BJ’s Restaurants Inc. (Nasdaq: BJRI) is accelerating its companywide store remodel plan.
The Huntington Beach-based restaurant chain, the 4th-largest based in Orange County with annual sales of about $1.3 billion, initially set out to renovate approximately 30 of its 200 locations, prioritizing seating arrangements and capacity.
During its second-quarter earnings call at the end of July, Chief Executive Greg Levin updated this initiative to now include 35 to 40 restaurants for the chain, which counts a market value of $855 million.
“We are accelerating our remodel plan due to the encouraging results and financial return profile these remodeled restaurants have delivered to date,” Levin said in a statement.
All parts of the restaurant have been analyzed for potential updates, such as “an updated bar statement, new lighting, artwork, booths, and tables.” A new addition: 130-inch TVs are being added to dining areas, the company said.
The bar remodel has been the most significant, Levin said, attributing higher weekly sales average increases and profits to the changes. The updates can cost anywhere from $400,000 up to $700,000.
20 restaurants have already been renovated.
While the remodels gain priority, BJ’s remains dedicated to more than doubling its restaurant count in the long term, with a goal of reaching at least 425 locations.
Levin said that since current new restaurant builds are reaching the mid-$7 million range, up 35% since 2019, the development department will design a new prototype to reduce the cost by around $1 million.
“Because of the significant savings, we are submitting new plans for most of our 2024 new restaurants,” Levin told analysts. Openings are projected to be pushed back as a result.
Executives anticipate five new locations this year and a similar amount in 2024. Levin expects an increase in the rate of new restaurants in 2025.
Another part of the company’s growth strategy includes improving employee retention.
Levin told analysts that improvements are forthcoming as BJ’s “narrows the gap to pre-Covid levels.” The company reported labor productivity metrics in the second quarter were better than both last year and in 2019.

# Required action 1
In one to three sentences, explain why BJ's Restaurants is speeding up its remodel plan, according to the article on its remodels.
# Required action 2
Pick up the article on BJ's Restaurants after its final sentence and add a few more sentences in the same news style.
The data that follows comes from a separate source and is unrelated to the article.

# Data excerpt
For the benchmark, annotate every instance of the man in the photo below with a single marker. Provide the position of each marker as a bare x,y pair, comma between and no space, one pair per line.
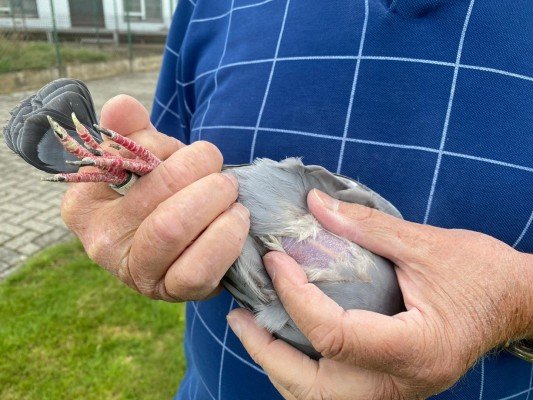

# Answer section 1
BJ's is speeding up its remodel plan because the remodeled restaurants have delivered encouraging results and a strong financial return profile so far. Greg Levin singled out the bar remodel as the most significant, crediting it with higher average weekly sales increases and profits.

# Answer section 2
BJ’s currently counts around 22,000 employees companywide.
The company also revealed a new, streamlined menu in July that removed certain dishes based on guest research.
“Having less items but the right items for our guests will allow us to improve our daily execution by increasing repetition of guest favorites while reducing prep hours in our kitchen,” Levin said.
He added that newer culinary items will be designed to match this strategy.
“We’re seeing very similar levels of dessert attachment, appetizer attachment, drink attachment, and consistent levels of what types of things that they’re ordering,” Chief Financial Officer Tom Houdek said on the analyst call in July.
Last year, BJ’s worked to identify savings opportunities that would benefit operating margins and total approximately $25 million. Levin announced that the company surpassed this goal during the quarter “which helped reduce food, labor, and operating and occupancy costs.”
Additional initiatives will be rolled out later this year to increase these savings.
Revenues reached $350 million for the second quarter, up 6.1% from a year ago. BJ’s aims to reach $2 billion in annual sales in the near future.
“We heard loud and clear from our consumers that we provide a better-quality dining experience and that comes with better-quality products,” Levin said. “We’re going to continue to do that in the right way to move our margins in the right direction.”